[What is being asked]:
Transcribe every line below word for word, leaving the pictures out of your answer.

--- BEGIN ---

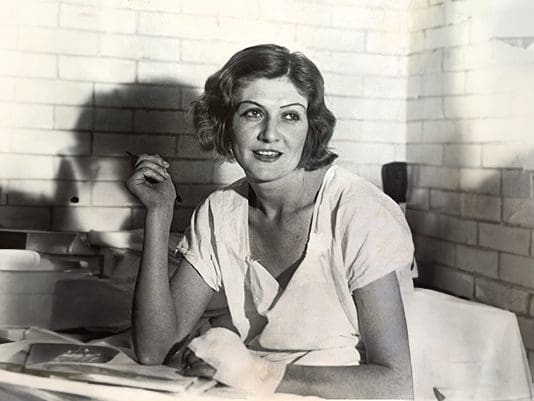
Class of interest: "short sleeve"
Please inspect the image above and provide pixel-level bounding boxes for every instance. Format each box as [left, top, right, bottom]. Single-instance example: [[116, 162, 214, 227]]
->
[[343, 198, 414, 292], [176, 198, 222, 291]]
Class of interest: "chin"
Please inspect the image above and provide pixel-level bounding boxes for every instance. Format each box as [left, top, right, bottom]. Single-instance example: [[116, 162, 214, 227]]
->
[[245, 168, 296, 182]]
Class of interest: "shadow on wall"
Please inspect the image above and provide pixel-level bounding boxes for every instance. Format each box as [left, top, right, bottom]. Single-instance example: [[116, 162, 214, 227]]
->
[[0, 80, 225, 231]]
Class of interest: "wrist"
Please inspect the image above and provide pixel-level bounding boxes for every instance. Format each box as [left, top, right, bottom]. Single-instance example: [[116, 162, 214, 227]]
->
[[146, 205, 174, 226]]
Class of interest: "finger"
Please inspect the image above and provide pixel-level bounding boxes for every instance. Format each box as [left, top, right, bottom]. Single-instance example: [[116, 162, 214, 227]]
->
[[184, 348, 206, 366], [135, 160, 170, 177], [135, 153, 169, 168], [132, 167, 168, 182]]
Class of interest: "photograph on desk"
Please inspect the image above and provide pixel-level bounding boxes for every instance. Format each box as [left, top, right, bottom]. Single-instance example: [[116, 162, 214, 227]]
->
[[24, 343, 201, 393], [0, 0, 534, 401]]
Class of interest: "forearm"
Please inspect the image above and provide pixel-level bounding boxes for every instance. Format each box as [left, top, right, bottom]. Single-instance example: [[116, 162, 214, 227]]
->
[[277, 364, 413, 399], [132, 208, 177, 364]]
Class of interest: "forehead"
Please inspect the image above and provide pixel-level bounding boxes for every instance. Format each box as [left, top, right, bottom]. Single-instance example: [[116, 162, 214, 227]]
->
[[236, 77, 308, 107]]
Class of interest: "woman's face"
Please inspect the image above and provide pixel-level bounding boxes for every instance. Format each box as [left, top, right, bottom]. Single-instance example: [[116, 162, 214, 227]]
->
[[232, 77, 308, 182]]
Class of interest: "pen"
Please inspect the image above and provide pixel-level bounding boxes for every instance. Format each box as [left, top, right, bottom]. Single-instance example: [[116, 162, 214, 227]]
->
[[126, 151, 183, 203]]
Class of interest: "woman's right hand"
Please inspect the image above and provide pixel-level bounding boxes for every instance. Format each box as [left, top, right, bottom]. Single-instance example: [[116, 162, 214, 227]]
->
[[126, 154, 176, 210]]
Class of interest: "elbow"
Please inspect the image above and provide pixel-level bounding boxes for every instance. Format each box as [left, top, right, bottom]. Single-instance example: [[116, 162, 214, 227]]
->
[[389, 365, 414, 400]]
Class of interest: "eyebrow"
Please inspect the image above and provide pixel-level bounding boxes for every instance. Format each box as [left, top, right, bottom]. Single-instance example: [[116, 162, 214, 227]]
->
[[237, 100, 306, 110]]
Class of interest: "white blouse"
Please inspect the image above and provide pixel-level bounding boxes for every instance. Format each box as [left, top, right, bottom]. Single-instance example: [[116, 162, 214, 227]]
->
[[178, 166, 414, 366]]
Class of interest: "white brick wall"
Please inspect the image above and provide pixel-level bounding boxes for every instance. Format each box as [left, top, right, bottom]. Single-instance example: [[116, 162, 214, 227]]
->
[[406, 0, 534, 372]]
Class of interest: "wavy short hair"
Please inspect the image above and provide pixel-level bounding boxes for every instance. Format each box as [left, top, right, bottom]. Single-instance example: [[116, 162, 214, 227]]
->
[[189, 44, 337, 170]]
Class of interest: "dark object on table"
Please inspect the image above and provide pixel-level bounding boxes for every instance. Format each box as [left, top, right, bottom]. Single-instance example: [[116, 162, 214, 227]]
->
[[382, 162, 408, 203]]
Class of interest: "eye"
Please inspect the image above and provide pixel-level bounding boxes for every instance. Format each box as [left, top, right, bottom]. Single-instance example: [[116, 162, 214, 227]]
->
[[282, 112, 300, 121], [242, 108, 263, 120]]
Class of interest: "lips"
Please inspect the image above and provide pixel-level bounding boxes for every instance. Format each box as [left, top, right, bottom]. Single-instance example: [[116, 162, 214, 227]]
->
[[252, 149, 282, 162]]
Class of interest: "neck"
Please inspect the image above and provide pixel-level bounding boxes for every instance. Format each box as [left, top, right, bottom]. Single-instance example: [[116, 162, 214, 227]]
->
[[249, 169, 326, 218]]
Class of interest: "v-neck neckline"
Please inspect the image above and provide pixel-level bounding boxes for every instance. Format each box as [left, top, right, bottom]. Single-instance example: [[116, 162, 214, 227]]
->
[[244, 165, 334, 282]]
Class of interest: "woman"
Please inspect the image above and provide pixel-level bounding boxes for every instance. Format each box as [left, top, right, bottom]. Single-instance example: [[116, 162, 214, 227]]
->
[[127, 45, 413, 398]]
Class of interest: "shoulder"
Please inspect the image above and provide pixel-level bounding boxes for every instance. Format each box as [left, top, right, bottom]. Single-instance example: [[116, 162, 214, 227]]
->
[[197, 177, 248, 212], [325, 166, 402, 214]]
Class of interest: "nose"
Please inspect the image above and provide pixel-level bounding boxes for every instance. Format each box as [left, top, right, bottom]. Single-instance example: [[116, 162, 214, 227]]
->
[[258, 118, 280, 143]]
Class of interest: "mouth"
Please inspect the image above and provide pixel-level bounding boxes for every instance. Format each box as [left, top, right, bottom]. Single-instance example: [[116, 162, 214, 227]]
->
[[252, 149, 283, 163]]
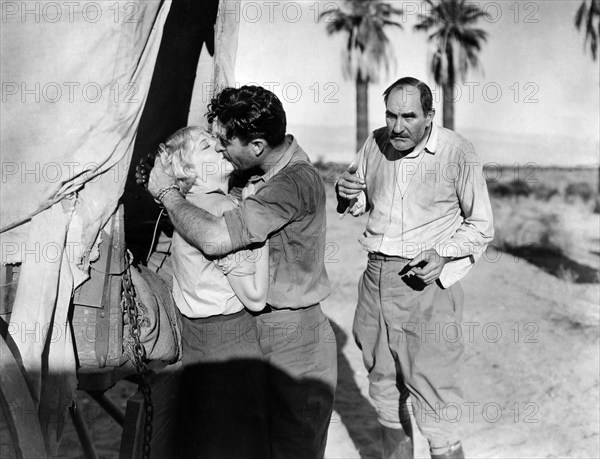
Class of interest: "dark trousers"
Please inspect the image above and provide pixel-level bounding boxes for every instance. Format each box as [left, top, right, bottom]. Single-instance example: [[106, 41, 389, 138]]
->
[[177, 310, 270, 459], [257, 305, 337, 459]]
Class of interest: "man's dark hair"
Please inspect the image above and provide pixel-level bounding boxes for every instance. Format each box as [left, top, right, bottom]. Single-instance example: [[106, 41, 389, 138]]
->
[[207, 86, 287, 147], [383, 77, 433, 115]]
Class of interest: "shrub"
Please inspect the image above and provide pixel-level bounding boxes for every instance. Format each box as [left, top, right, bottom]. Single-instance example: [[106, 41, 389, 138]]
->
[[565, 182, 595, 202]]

--- END ---

[Task solution]:
Class of interest: "short sleeve"
Please inspect the image above and provide pixel-level bounding boxes for every instance. Format each box as [left, top, right, bottom]. Single-instance example: [[116, 162, 214, 227]]
->
[[343, 198, 414, 292], [176, 198, 222, 291]]
Class of interest: "chin"
Please inspect the image above and provide pixel-level bounding boxes for every instance. Format each box as [left, top, right, bottom]. Single-instance example: [[116, 162, 214, 227]]
->
[[245, 168, 296, 182]]
Class of interest: "shadow on wall"
Please inspect the image above and provide pixel-level bounding boxes for every instance. Format each box as [left, top, right, bottom]. Single-instance example: [[116, 162, 214, 227]]
->
[[0, 80, 225, 231]]
Class of interest: "wrist"
Please inspect the image above and provide pixel-level bounding boxes for every instance. Format each box as [left, top, right, bottom]. Single-instance example: [[116, 162, 214, 227]]
->
[[146, 205, 174, 226]]
Class of interest: "finger"
Please inspect the image above and provide pixel-level bounding boxes for every instance. Format each box as [left, top, right, bottom]. Single-instance example: [[116, 162, 214, 227]]
->
[[184, 348, 206, 366], [135, 160, 170, 177], [135, 153, 169, 168], [132, 167, 168, 182]]
Class of interest: "photograph on desk"
Please inspect the image above and provide pixel-level bounding boxes for every instance. Format each box as [left, top, right, bottom]. Single-instance example: [[116, 162, 214, 227]]
->
[[24, 343, 201, 393], [0, 0, 534, 401]]
Class of interest: "forearm"
Please inspect the image above and provide pixel-level bounding boxes for every instance. Format each box as [left, top, right, bottom]. Single-instance example: [[116, 162, 214, 227]]
->
[[277, 364, 413, 399], [132, 208, 177, 364]]
Class of interest: "forehead"
Please inspect the image above and provide pixel-level bounding boxes for every instance. Format each box as [left, top, right, bottom]. Single-instance example: [[116, 162, 214, 227]]
->
[[236, 77, 308, 107]]
Class of interest: "woman's face"
Please inspect the image above and provide pixel-level bounding boxes for every instance. Format each box as [left, top, right, bottom]. Single-instance example: [[116, 162, 214, 227]]
->
[[232, 77, 308, 182]]
Class of interest: "pen"
Please inspect the image above and provide pixel-level bounding boxes for every instance. Format each box as [left, top, right, bottom]. Single-instance example: [[116, 162, 214, 227]]
->
[[126, 151, 183, 203]]
Class of interest: "woman's right hand"
Please inspect the image above and provide pixel-level bounding boxes for every instance. Format each box as [left, top, right, bottom]. Single-instance example: [[116, 162, 214, 227]]
->
[[126, 154, 176, 210]]
Class of interest: "elbow"
Please inspect the image above and provide pixel-level bounding boxes for every instance. Format each box as [left, top, right, bottom]. Single-instance example: [[116, 162, 214, 227]]
->
[[389, 365, 414, 400]]
Class of interest: "eyebrow"
Please inspect the image above and provide pixel-level bounding boxes for every instance. Format each box as [left, top, right, bottom]. Single-instance example: [[116, 162, 214, 227]]
->
[[237, 100, 306, 110]]
Class of interest: "white blouse"
Please inspect the image above and provide pixel-level bounding boxes for every instance. Format each box as [left, top, right, bottom]. Single-instance example: [[116, 162, 214, 227]]
->
[[178, 166, 414, 366]]
Class of interest: "white brick wall"
Please inspect the image above and provide pixel-level bounding boxes for every instance. Format each box as [left, top, right, bottom]. Single-instance example: [[116, 162, 214, 227]]
->
[[406, 0, 534, 372]]
Class of interest: "wavy short hair"
Please inspect the image above and provide pixel-level bounding boxes for every instance. Format each box as [left, top, right, bottom]. Single-instance example: [[116, 162, 214, 227]]
->
[[189, 44, 337, 170]]
Class of interest: "dark object on table"
Please inspect the image above and provide pixel-level bounding boxes for every instance. Format each box as [left, top, right, bottom]. Single-instance example: [[116, 162, 214, 227]]
->
[[382, 162, 408, 203]]
Class of interest: "eye"
Please inspect the image above and provide pixel-level bounding boxes for every instance. Format each box as [left, top, right, bottom]. Single-instance example: [[116, 162, 214, 227]]
->
[[282, 112, 300, 121], [242, 108, 263, 120]]
Class of interest: "lips"
Please inspect the image above and provide pixel-level bounding boxes for every instance. Format each box as [left, top, right, bottom]. Single-instance example: [[116, 162, 214, 227]]
->
[[252, 149, 282, 162]]
Class of interest: "neck"
Please inspect the image above and provide pixel-level bounding boxes for every instance. Format each box as [left, top, right, bottom]. Single-instance example: [[116, 162, 214, 227]]
->
[[249, 169, 326, 218]]
Class of interest: "v-neck neckline"
Please inspect the image above and provide pixel-level bounding boxes for every instance. Format each box as [left, top, right, bottom]. Single-instance example: [[116, 162, 214, 227]]
->
[[244, 165, 334, 282]]
Class of interest: "woman"
Please inspect the image above and provide pixel-level bounding boxes for every instance. Format each box as [left, top, right, bottom]. Single-instance example: [[116, 162, 214, 227]]
->
[[127, 45, 413, 398]]
Class of interest: "shoulder"
Please inspect the image above and provide pixel-level bounding boxes for every instance. Format each box as [left, top, right, bottom]. Single-instance example: [[116, 162, 214, 227]]
->
[[197, 177, 248, 212], [325, 166, 402, 214]]
Class of interest: "nose"
Please inspect the image above and provide pixel-level bounding boxes for every instance. Format each box as [left, top, right, bottom]. Single-instance example: [[116, 162, 214, 227]]
->
[[258, 118, 280, 143]]
Class of interest: "mouth"
Please inspect the image above and provide pixel-level bounding boxes for every instance. Format each box as [left, top, right, bottom]. Single-instance example: [[116, 162, 214, 227]]
->
[[252, 149, 283, 163]]
Class of interest: "dark trousers"
Please inspect the image above and provide pixel-level bounding boxes for every instance. Format each box as [left, top, right, bottom]. Single-instance example: [[106, 41, 389, 138]]
->
[[177, 310, 270, 459], [257, 305, 337, 459]]
Class of interest: "man's dark hair"
Please inspect the image above and provide pixel-level bounding boxes for every instance. Format each box as [left, top, right, bottom]. Single-instance example: [[106, 41, 389, 138]]
->
[[207, 86, 287, 147], [383, 77, 433, 115]]
Class of interest: "shrub"
Please inspect the image above and provide pixel-level bounding boxes for every instance. Format each box as [left, top, right, bottom]. Single-instance example: [[106, 41, 389, 138]]
->
[[565, 182, 595, 202]]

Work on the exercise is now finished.